Pick out each line of the listing below that contains the string "instance", and copy those lines.

Labeled outline entries
+++++

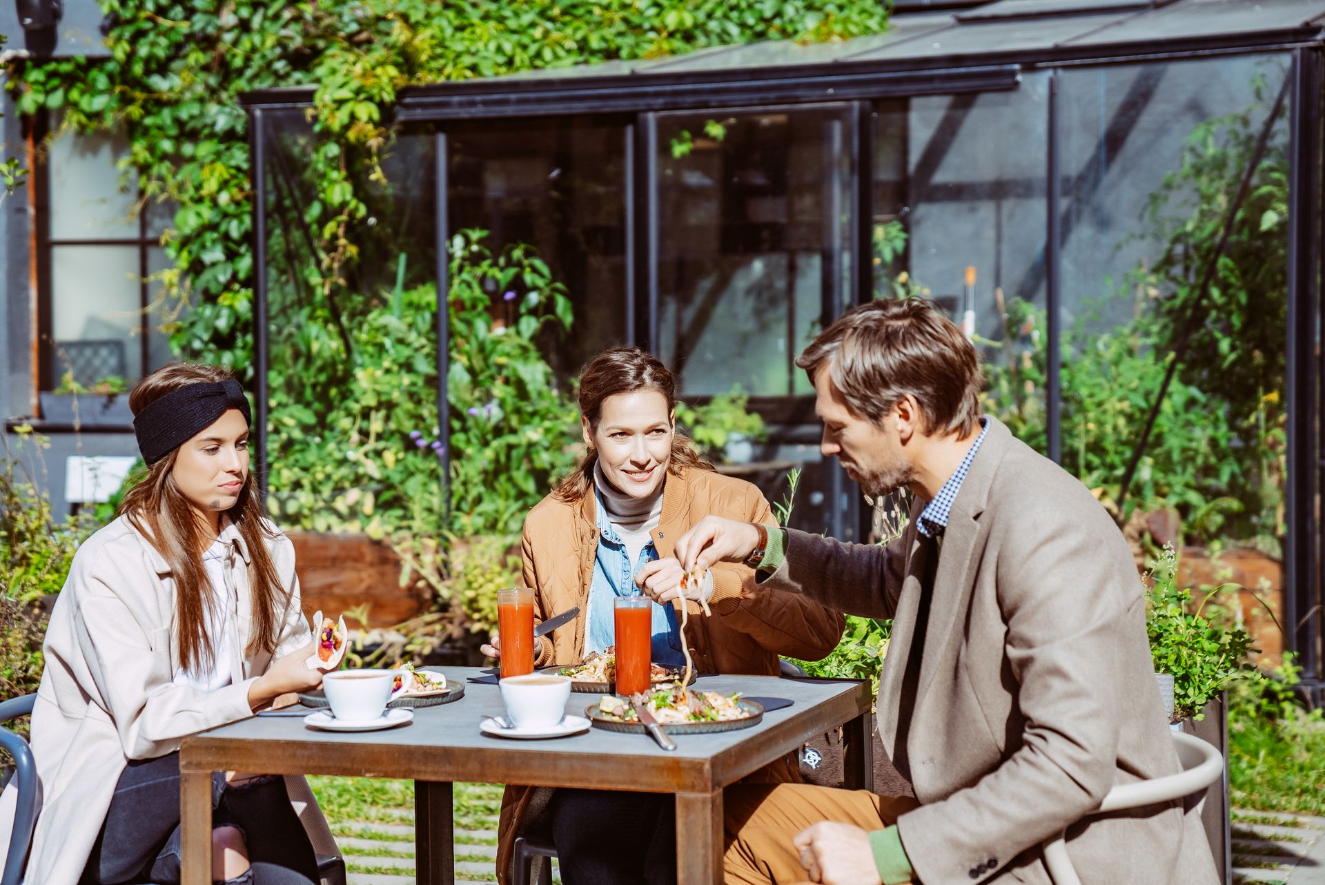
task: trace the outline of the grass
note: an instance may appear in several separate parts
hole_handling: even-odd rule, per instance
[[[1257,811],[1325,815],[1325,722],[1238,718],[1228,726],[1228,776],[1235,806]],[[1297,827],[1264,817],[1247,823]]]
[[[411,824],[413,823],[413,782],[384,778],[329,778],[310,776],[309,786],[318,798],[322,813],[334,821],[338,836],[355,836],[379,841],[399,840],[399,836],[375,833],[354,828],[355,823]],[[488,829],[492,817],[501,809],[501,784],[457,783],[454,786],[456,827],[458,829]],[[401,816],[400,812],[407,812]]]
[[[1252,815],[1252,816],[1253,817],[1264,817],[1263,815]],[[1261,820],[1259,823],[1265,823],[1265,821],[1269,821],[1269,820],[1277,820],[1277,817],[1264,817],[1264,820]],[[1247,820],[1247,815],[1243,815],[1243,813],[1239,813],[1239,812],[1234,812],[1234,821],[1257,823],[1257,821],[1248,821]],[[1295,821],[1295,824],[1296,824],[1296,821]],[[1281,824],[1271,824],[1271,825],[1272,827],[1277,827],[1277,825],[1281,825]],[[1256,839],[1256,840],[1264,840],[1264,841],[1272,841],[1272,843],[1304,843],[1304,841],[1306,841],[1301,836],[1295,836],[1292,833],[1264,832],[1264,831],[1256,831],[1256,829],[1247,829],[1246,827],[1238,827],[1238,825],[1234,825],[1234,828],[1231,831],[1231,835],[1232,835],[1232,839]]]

+++++

RESULT OF THE TASK:
note: an instance may appear in several separate parts
hole_handling: even-odd rule, per instance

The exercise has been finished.